== WHAT THE TASK ASKS ==
Look at each line of the listing. Copy those that hold the string "tree".

== ENTRIES PROVIDED ==
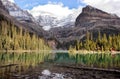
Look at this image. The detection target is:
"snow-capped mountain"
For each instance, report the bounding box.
[1,0,46,37]
[1,0,81,31]
[35,13,75,30]
[35,8,81,30]
[35,11,58,30]
[1,0,35,23]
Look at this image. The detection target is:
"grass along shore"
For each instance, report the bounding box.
[69,49,120,54]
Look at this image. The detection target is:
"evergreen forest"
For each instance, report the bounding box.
[73,32,120,51]
[0,17,50,50]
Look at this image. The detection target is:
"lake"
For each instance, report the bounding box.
[0,51,120,79]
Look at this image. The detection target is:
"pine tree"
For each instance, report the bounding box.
[0,21,50,50]
[84,31,90,50]
[102,34,108,50]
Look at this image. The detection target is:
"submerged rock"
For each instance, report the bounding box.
[39,69,72,79]
[52,73,64,79]
[42,69,51,76]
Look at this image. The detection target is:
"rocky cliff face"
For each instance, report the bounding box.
[1,0,35,23]
[0,0,8,13]
[49,5,120,49]
[0,0,16,22]
[0,0,47,37]
[35,11,76,30]
[1,0,47,37]
[75,5,120,29]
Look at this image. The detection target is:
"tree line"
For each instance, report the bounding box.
[72,31,120,51]
[0,21,50,50]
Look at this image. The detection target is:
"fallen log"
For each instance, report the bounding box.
[0,64,18,68]
[56,64,120,74]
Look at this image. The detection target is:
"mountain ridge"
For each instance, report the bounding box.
[1,0,120,49]
[75,5,120,28]
[1,0,47,37]
[0,0,47,37]
[49,5,120,49]
[34,8,81,30]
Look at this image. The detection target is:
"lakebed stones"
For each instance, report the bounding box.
[39,69,72,79]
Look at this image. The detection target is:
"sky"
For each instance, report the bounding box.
[9,0,84,9]
[8,0,120,18]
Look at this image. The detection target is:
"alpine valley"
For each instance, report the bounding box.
[1,0,120,49]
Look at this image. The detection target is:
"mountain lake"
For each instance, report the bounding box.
[0,50,120,79]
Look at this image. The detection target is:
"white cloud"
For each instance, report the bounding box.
[8,0,15,3]
[81,0,120,16]
[29,2,76,19]
[24,3,38,9]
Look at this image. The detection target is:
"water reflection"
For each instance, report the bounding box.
[0,51,120,79]
[0,51,50,79]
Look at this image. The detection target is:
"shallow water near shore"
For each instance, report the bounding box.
[0,51,120,79]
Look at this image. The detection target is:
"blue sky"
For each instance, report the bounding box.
[9,0,120,18]
[14,0,85,10]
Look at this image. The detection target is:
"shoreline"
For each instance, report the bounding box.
[0,50,120,54]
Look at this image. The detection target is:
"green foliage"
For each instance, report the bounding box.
[0,52,50,77]
[76,53,120,68]
[0,21,50,50]
[54,53,120,68]
[71,32,120,51]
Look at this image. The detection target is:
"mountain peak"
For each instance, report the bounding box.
[82,5,120,19]
[75,5,120,27]
[82,5,109,15]
[85,5,95,9]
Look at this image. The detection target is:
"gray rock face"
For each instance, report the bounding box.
[74,5,120,38]
[51,5,120,40]
[35,12,75,30]
[0,0,8,13]
[75,5,120,28]
[49,5,120,49]
[1,0,47,37]
[1,0,35,23]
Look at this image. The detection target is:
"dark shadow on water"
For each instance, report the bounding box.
[0,52,120,79]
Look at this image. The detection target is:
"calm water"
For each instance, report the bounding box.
[50,53,120,67]
[0,51,120,79]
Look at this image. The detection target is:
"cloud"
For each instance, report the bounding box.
[29,2,76,19]
[81,0,120,16]
[8,0,15,3]
[24,3,38,9]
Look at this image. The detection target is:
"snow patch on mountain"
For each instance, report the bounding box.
[33,7,82,30]
[1,0,35,22]
[1,0,82,30]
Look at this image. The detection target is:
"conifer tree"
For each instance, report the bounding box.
[0,21,50,50]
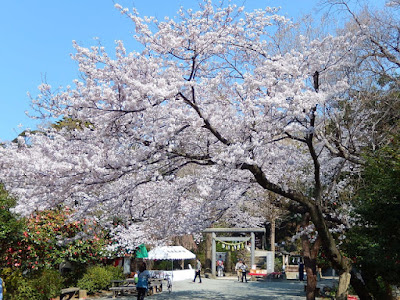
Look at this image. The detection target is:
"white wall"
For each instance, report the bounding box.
[149,269,195,282]
[171,269,195,282]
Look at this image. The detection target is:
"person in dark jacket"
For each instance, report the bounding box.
[240,261,248,282]
[136,262,150,300]
[299,261,304,281]
[193,259,202,283]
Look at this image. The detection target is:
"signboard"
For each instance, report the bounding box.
[266,251,274,273]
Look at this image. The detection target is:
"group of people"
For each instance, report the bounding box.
[139,257,249,299]
[194,257,249,283]
[216,255,250,282]
[235,259,248,282]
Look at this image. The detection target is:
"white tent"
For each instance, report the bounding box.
[147,246,196,260]
[146,246,196,281]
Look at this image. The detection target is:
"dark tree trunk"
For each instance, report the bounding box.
[301,213,322,300]
[306,204,352,300]
[241,163,353,300]
[350,268,373,300]
[363,271,395,300]
[205,232,212,271]
[270,217,276,253]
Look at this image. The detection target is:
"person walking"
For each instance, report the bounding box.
[235,259,243,281]
[136,262,150,300]
[193,259,202,283]
[299,261,304,281]
[240,261,248,283]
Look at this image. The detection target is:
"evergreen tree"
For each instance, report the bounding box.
[0,185,24,269]
[345,136,400,299]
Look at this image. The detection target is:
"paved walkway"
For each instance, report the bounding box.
[97,276,337,300]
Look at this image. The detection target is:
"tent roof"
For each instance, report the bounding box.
[146,246,196,260]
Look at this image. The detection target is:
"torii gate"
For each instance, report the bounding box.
[203,227,266,277]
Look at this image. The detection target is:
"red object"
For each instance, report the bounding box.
[348,296,358,300]
[114,258,122,267]
[248,273,267,276]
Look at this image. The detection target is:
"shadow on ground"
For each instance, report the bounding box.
[97,277,337,300]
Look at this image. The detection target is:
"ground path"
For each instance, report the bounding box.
[96,276,337,300]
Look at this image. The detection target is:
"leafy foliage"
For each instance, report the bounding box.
[31,269,63,299]
[344,136,400,297]
[1,268,62,300]
[3,207,110,271]
[104,265,125,281]
[0,185,24,269]
[77,265,123,294]
[14,282,41,300]
[52,117,93,131]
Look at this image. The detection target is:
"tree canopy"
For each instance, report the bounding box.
[0,1,398,299]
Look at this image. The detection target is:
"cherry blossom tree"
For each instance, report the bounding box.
[0,1,372,299]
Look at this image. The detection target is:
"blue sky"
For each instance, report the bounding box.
[0,0,384,142]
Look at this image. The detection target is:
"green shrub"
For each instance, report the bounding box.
[104,265,124,280]
[1,268,62,300]
[32,269,63,299]
[60,263,89,287]
[152,259,170,270]
[1,267,22,298]
[274,257,283,272]
[77,265,113,294]
[1,268,40,300]
[14,281,41,300]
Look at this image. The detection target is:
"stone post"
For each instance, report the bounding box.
[211,232,216,277]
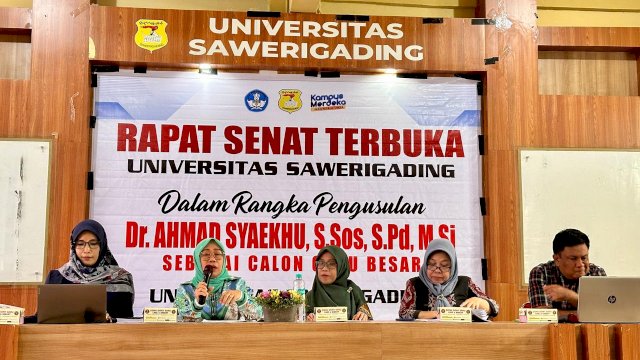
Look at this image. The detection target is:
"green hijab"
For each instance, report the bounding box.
[306,246,366,319]
[190,238,232,290]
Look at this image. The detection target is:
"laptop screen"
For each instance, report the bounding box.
[37,284,107,324]
[578,277,640,323]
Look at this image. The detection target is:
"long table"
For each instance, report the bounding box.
[2,322,639,359]
[4,321,549,359]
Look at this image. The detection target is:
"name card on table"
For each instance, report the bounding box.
[143,307,178,323]
[0,305,24,324]
[438,307,472,322]
[315,306,348,322]
[518,308,558,323]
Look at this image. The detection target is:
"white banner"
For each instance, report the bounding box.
[90,71,483,319]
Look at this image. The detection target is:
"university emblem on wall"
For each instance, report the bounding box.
[135,19,168,52]
[278,89,302,114]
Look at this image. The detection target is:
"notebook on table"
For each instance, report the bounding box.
[577,276,640,323]
[37,284,108,324]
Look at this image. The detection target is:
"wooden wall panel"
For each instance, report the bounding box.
[549,324,579,360]
[486,282,526,321]
[0,8,32,313]
[0,35,31,79]
[0,7,31,31]
[0,80,29,137]
[28,0,92,279]
[537,96,640,148]
[89,6,487,71]
[615,324,640,360]
[581,324,615,360]
[0,325,19,360]
[479,0,539,321]
[0,0,92,314]
[0,288,37,315]
[539,27,640,48]
[539,51,638,96]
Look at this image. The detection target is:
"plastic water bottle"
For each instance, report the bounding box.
[293,273,306,322]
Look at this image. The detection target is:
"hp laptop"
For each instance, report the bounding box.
[578,277,640,323]
[37,284,107,324]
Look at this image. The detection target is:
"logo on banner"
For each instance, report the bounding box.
[278,89,302,114]
[135,19,168,52]
[245,89,269,112]
[310,93,347,111]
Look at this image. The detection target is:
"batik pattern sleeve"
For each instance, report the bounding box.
[466,277,499,317]
[357,303,374,320]
[235,278,263,321]
[174,284,205,321]
[528,265,547,308]
[398,279,418,319]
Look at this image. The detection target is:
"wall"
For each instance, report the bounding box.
[4,0,640,25]
[537,0,640,27]
[0,0,91,312]
[1,0,639,322]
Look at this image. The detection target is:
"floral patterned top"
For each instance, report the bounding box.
[174,277,263,321]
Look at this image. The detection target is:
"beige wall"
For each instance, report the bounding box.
[3,0,640,27]
[537,0,640,27]
[0,0,31,6]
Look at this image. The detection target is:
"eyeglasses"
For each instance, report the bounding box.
[75,240,100,249]
[315,260,338,270]
[426,264,451,272]
[200,252,225,261]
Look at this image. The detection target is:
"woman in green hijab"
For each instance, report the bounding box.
[174,238,262,321]
[306,245,373,321]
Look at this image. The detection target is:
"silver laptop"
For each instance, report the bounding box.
[37,284,107,324]
[578,277,640,323]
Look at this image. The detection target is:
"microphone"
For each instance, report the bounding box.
[199,265,213,305]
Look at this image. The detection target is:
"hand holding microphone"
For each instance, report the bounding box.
[196,265,213,305]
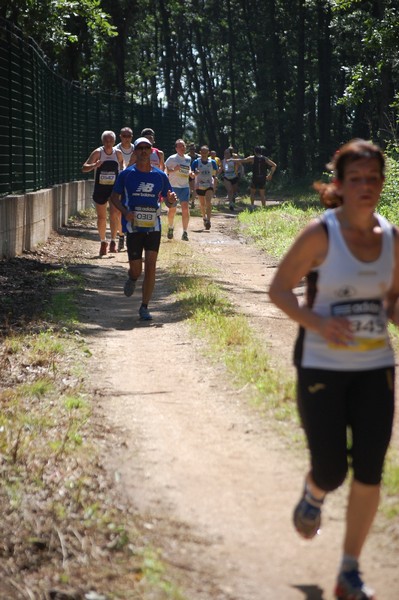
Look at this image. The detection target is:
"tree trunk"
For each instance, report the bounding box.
[226,0,236,147]
[317,0,332,168]
[292,0,306,176]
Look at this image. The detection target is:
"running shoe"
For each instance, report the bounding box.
[118,235,125,252]
[203,217,207,228]
[123,278,136,297]
[181,231,189,241]
[109,240,117,253]
[293,488,323,539]
[335,569,375,599]
[139,305,153,321]
[229,203,235,212]
[205,220,211,230]
[167,227,174,240]
[99,241,108,256]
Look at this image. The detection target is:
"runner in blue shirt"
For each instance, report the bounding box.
[110,137,177,321]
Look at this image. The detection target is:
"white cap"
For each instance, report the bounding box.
[134,137,152,148]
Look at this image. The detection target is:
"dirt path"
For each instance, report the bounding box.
[67,207,398,600]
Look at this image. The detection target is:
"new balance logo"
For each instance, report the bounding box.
[136,182,154,193]
[308,383,326,394]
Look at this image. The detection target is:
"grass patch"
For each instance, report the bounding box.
[238,198,322,259]
[0,250,187,598]
[160,240,297,428]
[43,268,83,326]
[141,548,185,600]
[383,449,399,517]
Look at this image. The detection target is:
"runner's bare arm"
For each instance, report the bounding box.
[268,221,353,344]
[158,150,165,171]
[109,191,134,221]
[115,148,124,171]
[238,156,254,164]
[266,158,277,180]
[163,190,177,205]
[82,149,101,172]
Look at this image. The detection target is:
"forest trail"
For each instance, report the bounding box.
[67,205,399,600]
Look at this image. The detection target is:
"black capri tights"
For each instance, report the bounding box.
[296,367,395,491]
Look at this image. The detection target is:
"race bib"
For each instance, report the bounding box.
[197,165,213,187]
[99,171,116,185]
[177,164,190,179]
[133,206,157,228]
[329,299,388,351]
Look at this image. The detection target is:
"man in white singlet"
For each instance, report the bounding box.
[114,127,134,250]
[82,130,124,256]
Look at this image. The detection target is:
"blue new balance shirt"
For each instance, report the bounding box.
[113,165,172,233]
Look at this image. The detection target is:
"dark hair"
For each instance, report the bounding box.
[141,128,155,136]
[313,139,385,208]
[254,146,262,154]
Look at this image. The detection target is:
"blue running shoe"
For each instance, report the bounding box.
[293,488,323,539]
[335,569,375,599]
[139,305,153,321]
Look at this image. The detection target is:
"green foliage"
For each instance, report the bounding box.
[4,0,116,79]
[378,149,399,223]
[141,548,185,599]
[239,201,321,259]
[382,449,399,516]
[5,0,399,171]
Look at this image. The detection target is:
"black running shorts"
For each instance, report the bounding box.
[251,177,266,190]
[196,187,213,196]
[126,231,161,261]
[296,366,395,490]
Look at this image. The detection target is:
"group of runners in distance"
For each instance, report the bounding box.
[82,128,277,319]
[82,131,396,600]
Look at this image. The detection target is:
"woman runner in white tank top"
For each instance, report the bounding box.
[269,139,399,600]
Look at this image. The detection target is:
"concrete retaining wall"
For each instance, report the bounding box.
[0,180,94,259]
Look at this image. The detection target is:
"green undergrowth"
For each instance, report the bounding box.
[0,255,186,598]
[238,197,322,259]
[159,241,297,432]
[43,267,84,324]
[382,448,399,518]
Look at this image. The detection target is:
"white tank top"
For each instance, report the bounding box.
[115,142,133,168]
[223,158,236,179]
[295,209,395,370]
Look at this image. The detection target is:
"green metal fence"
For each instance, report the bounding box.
[0,18,181,197]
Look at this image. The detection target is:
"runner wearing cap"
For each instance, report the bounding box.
[110,137,176,321]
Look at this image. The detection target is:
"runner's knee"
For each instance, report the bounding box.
[312,464,347,492]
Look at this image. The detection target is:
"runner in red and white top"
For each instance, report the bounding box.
[128,128,165,171]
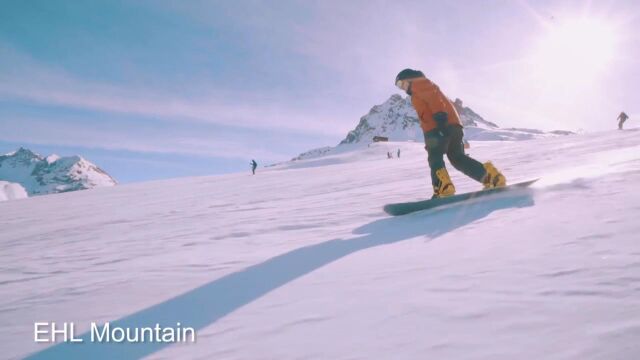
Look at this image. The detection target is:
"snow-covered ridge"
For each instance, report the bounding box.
[339,95,572,145]
[290,146,334,161]
[294,95,573,161]
[0,147,117,196]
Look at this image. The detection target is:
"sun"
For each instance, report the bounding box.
[530,17,619,90]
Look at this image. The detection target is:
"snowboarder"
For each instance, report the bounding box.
[617,111,629,130]
[250,159,257,175]
[397,149,401,158]
[394,68,506,198]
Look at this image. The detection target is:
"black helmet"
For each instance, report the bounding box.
[395,68,424,84]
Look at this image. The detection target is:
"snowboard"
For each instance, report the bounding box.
[383,179,539,216]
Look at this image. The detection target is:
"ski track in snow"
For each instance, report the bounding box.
[1,129,640,359]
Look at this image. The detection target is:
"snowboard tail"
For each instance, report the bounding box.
[384,179,539,216]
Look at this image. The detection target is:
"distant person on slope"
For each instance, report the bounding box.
[394,68,506,198]
[397,149,401,158]
[250,159,257,175]
[617,111,629,130]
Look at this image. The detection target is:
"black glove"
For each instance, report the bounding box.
[432,112,449,136]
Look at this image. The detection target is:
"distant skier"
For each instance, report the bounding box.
[250,159,257,175]
[397,149,401,158]
[617,111,629,130]
[394,68,506,198]
[387,151,392,159]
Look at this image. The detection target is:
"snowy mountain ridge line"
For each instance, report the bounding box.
[0,147,117,196]
[292,94,574,162]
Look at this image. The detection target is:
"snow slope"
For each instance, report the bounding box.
[0,148,116,196]
[0,181,28,201]
[2,129,640,360]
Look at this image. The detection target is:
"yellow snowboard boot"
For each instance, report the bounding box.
[433,168,456,198]
[482,162,507,189]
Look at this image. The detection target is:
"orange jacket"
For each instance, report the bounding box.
[410,77,461,133]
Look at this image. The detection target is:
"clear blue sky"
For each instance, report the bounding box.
[1,0,638,182]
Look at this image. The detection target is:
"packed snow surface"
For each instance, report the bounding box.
[2,129,640,360]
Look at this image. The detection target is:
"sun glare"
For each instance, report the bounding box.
[530,17,619,89]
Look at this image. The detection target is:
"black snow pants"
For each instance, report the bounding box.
[423,124,486,187]
[618,119,626,130]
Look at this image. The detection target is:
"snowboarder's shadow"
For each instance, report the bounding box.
[28,192,534,360]
[353,191,534,241]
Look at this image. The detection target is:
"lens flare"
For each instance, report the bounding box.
[530,17,619,91]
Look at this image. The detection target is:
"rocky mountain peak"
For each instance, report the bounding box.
[293,94,573,162]
[0,148,117,196]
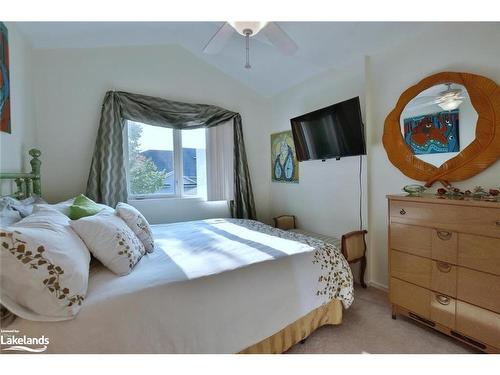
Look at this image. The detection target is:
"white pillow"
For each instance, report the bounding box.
[0,206,91,321]
[70,211,146,276]
[116,203,154,253]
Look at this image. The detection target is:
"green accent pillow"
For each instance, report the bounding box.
[69,194,104,220]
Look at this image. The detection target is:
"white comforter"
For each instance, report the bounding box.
[7,219,353,353]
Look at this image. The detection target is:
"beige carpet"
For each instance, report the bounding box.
[287,285,479,354]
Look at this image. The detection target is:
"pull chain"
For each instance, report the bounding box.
[244,29,252,69]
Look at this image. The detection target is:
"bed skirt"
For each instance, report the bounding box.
[239,299,343,354]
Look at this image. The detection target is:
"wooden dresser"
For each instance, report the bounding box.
[387,194,500,353]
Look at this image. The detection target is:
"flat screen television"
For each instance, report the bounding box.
[290,97,366,161]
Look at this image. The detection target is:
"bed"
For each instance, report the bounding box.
[1,150,353,354]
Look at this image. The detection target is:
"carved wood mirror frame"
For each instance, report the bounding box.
[383,72,500,187]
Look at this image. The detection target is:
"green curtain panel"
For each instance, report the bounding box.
[86,91,256,220]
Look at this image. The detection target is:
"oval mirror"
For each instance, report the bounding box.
[383,72,500,187]
[399,83,478,167]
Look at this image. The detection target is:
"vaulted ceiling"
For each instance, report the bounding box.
[16,22,435,96]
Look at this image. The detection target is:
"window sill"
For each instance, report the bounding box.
[128,195,207,203]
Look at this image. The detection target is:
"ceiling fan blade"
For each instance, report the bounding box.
[203,22,234,54]
[434,95,465,104]
[262,22,298,55]
[406,102,441,111]
[408,96,439,105]
[405,97,443,110]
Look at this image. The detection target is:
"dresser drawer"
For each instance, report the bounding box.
[456,301,500,349]
[459,234,500,276]
[431,261,457,297]
[390,200,500,238]
[390,278,431,319]
[431,229,457,264]
[390,223,431,258]
[430,292,456,329]
[457,268,500,314]
[391,250,431,288]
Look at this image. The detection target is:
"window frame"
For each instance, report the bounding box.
[125,121,206,201]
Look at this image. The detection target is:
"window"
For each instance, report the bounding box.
[127,121,207,199]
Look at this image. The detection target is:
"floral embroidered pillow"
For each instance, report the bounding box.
[70,211,145,276]
[0,207,90,321]
[116,203,155,253]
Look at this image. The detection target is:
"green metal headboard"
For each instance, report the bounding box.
[0,149,41,199]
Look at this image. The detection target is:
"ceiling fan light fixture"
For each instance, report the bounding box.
[438,98,463,111]
[439,83,462,97]
[229,21,268,36]
[203,21,297,69]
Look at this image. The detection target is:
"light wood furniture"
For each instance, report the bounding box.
[383,72,500,187]
[273,215,297,231]
[273,215,367,287]
[341,230,368,288]
[388,194,500,353]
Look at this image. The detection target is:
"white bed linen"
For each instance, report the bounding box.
[6,219,353,353]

== ANSWER BOX ==
"pine tree"
"tree line"
"conifer tree"
"dark tree trunk"
"evergreen tree"
"tree canopy"
"cherry blossom tree"
"tree trunk"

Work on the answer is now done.